From the data below, pull out the lines starting at the one that contains "of the leaf" and ending after the one that contains "Query: leaf". Copy them word for word, with nothing else.

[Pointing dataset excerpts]
■ ■ ■ ■
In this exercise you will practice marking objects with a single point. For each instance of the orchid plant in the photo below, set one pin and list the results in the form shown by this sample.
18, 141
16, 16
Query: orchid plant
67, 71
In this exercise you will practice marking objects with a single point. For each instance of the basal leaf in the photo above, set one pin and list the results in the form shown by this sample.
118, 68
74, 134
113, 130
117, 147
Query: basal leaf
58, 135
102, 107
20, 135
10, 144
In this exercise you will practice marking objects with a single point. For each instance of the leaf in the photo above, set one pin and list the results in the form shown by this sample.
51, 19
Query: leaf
■ ■ ■ ■
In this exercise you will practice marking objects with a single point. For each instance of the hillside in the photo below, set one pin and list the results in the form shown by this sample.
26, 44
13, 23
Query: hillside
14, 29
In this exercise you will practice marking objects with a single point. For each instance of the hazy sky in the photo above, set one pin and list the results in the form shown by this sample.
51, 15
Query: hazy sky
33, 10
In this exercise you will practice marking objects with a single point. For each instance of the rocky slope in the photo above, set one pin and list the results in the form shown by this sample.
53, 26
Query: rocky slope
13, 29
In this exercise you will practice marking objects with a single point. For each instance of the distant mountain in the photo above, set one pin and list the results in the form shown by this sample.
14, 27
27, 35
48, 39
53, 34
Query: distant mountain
■ ■ ■ ■
### Reply to the task
In this exercise you will practice marking objects with a single point. For each instance of the leaf in the photo above, set one pin and list the results in the form shown by this sample.
51, 19
Query: leaf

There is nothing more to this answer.